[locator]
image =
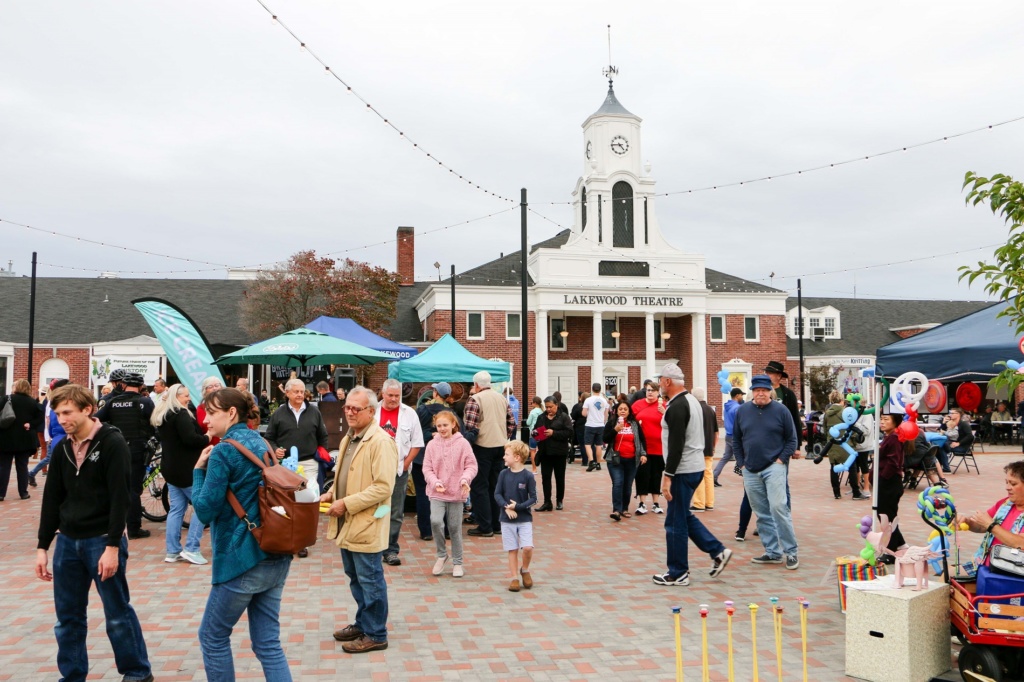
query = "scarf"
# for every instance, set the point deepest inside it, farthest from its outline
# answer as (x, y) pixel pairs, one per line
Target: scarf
(986, 542)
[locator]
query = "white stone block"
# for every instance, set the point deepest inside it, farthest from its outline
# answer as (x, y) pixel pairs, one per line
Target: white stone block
(897, 635)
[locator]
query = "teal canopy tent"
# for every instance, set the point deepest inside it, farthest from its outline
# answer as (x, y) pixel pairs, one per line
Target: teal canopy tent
(446, 360)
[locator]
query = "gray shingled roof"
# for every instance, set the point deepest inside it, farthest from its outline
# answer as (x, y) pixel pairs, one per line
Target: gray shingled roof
(864, 323)
(504, 271)
(611, 105)
(80, 310)
(407, 325)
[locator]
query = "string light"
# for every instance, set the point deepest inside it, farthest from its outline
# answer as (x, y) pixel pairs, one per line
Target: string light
(370, 108)
(219, 266)
(769, 178)
(895, 262)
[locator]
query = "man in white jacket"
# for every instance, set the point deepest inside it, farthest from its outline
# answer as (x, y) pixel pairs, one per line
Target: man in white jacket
(402, 424)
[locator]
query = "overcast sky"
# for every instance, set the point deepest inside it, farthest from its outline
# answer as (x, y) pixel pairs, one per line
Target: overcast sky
(201, 130)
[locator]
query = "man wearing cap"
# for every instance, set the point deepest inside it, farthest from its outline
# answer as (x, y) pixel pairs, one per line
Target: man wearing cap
(401, 423)
(130, 412)
(440, 400)
(763, 439)
(776, 372)
(488, 427)
(683, 445)
(729, 418)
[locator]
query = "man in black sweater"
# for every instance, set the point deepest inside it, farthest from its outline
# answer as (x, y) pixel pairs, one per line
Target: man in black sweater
(86, 499)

··········

> [WORK ITEM]
For this exercise, give the listing again exactly as written, with the pictures omitted.

> [REPLY]
[locator]
image =
query = "scarf"
# for every instance, set the point deepest inside it, farthest from its outline
# answer as (x, y) pixel pairs, one per line
Target: scarf
(986, 542)
[locator]
query = "white stone block"
# for every instance, set the point deepest inside it, farthest from its outline
# answer as (x, y) pixel pairs, one per line
Target: white stone block
(897, 635)
[locator]
query = "teal canopy tent"
# for every instance, set the point deepest inside it, farthest from its outline
# answer as (x, y) pixel pairs, one per line
Target: teal canopy tent
(446, 360)
[locator]
query = "gray shingled roof"
# for every instance, set the point deepest inside it, farthest from its outline
# answer as (x, y) pixel pairs, one per line
Target: gray shingled roof
(864, 323)
(504, 271)
(611, 105)
(80, 310)
(407, 325)
[locator]
query = "string light"
# for every instance, set the point deepest inside it, farthest from its outline
# answer as (x, y) pixel pairs, one per line
Target: string light
(370, 108)
(219, 266)
(769, 178)
(895, 262)
[locator]
query = "man in white jacket"
# for every instance, set the point deepest inside it, farthest from its outline
# answer as (x, y) pixel pairs, one per line
Target: man in white jacket
(402, 424)
[locator]
query = "overcast sky"
# for every instance, set the point deepest inside it, farthest from its outline
# answer as (x, y) pixel pairs, one per line
Target: overcast sky
(201, 130)
[locator]
query = "man wearing cap"
# for every instance, set the point deepest inside it, farthest from its outline
# answer as (x, y) pixel pairs, one per line
Target: man wearing cap
(401, 423)
(130, 412)
(440, 400)
(763, 439)
(776, 372)
(488, 427)
(683, 445)
(729, 418)
[locator]
query = "man in black sweater"
# for every instance, set the point deepest inside it, farthest from its outline
# answer as (x, y) pixel pairs, one per line
Target: man in black sweater
(86, 499)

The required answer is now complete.